* **What you will do**:
Determine which lines of the records include the word "hair", and copy them.
##########
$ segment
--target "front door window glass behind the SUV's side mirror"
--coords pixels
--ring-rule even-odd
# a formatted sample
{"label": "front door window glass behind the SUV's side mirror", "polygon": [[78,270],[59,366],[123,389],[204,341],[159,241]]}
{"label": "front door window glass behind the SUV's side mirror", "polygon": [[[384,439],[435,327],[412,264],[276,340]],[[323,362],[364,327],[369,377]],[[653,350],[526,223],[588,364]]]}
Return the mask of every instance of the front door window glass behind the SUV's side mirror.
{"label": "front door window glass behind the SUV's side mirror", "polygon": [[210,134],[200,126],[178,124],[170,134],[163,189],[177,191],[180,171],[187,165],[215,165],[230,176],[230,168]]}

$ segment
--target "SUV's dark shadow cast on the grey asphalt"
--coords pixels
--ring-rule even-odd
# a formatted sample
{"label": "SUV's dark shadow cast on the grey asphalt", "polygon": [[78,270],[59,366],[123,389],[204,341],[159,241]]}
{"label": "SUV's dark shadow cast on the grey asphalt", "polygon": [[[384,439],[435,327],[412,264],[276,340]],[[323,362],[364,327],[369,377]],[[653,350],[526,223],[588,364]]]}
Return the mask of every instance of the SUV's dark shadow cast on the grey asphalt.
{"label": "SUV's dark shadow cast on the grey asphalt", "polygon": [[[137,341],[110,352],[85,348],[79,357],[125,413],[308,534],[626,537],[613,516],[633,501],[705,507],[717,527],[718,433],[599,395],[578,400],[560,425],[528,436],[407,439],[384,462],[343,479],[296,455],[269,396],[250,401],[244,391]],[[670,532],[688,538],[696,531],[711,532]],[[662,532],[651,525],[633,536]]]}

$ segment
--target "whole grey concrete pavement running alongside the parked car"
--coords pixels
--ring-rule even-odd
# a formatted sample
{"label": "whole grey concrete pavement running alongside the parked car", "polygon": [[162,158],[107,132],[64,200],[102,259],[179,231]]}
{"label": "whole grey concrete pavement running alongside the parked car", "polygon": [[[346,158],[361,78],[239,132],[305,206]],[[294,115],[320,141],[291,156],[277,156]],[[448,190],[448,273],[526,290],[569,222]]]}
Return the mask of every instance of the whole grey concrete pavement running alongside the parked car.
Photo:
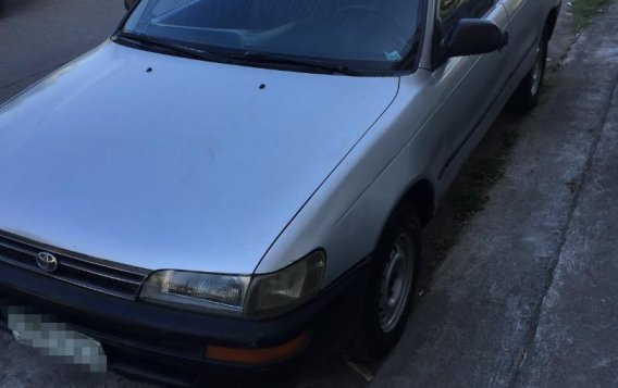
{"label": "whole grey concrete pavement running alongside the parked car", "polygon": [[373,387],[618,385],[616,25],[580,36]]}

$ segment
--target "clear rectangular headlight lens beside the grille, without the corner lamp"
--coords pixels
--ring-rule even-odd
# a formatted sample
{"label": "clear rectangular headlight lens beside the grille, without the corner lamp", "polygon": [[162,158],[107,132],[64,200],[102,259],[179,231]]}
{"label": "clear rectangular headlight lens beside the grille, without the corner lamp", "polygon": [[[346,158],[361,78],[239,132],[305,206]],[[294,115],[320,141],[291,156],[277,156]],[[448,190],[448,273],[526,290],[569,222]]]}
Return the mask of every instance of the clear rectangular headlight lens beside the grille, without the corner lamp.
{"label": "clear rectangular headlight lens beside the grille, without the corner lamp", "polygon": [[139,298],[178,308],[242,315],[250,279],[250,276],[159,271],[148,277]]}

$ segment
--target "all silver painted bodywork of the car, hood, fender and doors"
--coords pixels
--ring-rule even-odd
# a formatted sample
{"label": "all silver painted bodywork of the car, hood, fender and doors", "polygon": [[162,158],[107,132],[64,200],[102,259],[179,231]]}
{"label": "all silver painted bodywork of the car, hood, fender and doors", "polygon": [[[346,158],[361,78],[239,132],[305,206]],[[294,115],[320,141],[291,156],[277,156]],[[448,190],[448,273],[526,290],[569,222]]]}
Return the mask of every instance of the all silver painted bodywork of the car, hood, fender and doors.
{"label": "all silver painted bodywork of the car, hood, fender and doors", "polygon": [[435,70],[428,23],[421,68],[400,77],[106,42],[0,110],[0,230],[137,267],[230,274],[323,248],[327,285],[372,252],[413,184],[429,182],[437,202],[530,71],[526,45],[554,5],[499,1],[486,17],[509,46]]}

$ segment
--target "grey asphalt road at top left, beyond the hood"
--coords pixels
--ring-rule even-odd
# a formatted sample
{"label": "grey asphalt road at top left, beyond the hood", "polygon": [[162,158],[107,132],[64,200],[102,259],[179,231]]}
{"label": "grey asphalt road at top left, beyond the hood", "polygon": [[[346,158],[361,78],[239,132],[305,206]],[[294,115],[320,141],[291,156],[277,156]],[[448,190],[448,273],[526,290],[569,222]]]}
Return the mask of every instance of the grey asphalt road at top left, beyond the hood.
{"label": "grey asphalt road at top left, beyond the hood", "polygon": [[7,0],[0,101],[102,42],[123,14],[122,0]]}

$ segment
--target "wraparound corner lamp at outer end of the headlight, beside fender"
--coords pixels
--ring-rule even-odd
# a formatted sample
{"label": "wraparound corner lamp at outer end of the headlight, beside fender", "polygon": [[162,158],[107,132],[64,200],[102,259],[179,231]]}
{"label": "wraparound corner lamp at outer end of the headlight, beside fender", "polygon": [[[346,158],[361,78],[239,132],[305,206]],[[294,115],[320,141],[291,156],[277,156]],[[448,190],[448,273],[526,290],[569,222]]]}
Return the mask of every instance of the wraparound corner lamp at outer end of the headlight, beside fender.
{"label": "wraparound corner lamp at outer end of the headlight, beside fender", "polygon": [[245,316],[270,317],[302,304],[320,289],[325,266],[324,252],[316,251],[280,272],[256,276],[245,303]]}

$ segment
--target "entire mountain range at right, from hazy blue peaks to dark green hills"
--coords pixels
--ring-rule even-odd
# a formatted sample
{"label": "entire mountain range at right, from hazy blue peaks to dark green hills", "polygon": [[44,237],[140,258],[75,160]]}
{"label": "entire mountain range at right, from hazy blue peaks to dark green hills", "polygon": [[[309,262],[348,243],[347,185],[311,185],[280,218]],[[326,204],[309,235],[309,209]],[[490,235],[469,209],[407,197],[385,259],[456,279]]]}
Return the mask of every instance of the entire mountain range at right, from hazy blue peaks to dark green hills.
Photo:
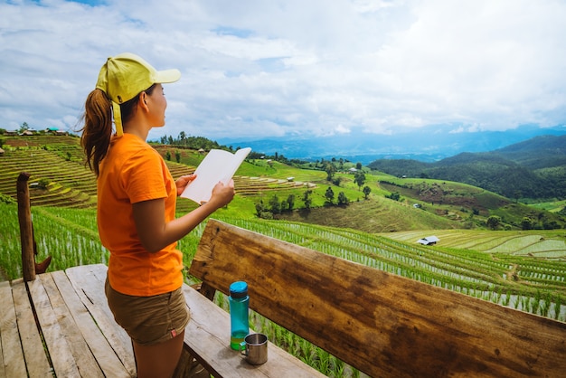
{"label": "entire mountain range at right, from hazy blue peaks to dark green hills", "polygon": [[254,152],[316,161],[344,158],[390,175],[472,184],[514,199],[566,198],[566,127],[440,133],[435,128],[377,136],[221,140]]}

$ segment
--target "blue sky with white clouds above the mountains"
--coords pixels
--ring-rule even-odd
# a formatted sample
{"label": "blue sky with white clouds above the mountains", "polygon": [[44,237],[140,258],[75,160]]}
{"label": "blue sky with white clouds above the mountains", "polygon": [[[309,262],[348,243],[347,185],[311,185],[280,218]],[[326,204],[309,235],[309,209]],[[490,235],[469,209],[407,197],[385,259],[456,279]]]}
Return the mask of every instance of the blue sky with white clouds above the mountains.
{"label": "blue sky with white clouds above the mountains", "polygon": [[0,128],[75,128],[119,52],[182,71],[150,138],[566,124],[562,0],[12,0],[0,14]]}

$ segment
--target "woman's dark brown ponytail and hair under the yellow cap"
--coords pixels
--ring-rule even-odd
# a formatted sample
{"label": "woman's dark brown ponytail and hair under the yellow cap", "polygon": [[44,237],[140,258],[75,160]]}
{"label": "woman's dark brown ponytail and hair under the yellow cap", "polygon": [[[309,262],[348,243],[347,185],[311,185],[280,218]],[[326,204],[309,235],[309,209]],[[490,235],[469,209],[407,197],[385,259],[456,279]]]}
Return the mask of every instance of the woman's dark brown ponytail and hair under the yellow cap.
##########
* **Result of the exercise**:
--target "woman's dark brown ponytail and hair under the yellow cap"
{"label": "woman's dark brown ponytail and hair under the yellow cap", "polygon": [[44,237],[140,258],[75,160]]}
{"label": "woman's dark brown ponytail and hair under the yellow cap", "polygon": [[[309,262],[348,243],[347,185],[311,185],[280,218]],[[326,204],[309,235],[309,209]],[[490,235],[469,209],[407,197],[385,259],[456,279]]]}
Return the mask of every instance of the woman's dark brown ponytail and hair under the yellow cap.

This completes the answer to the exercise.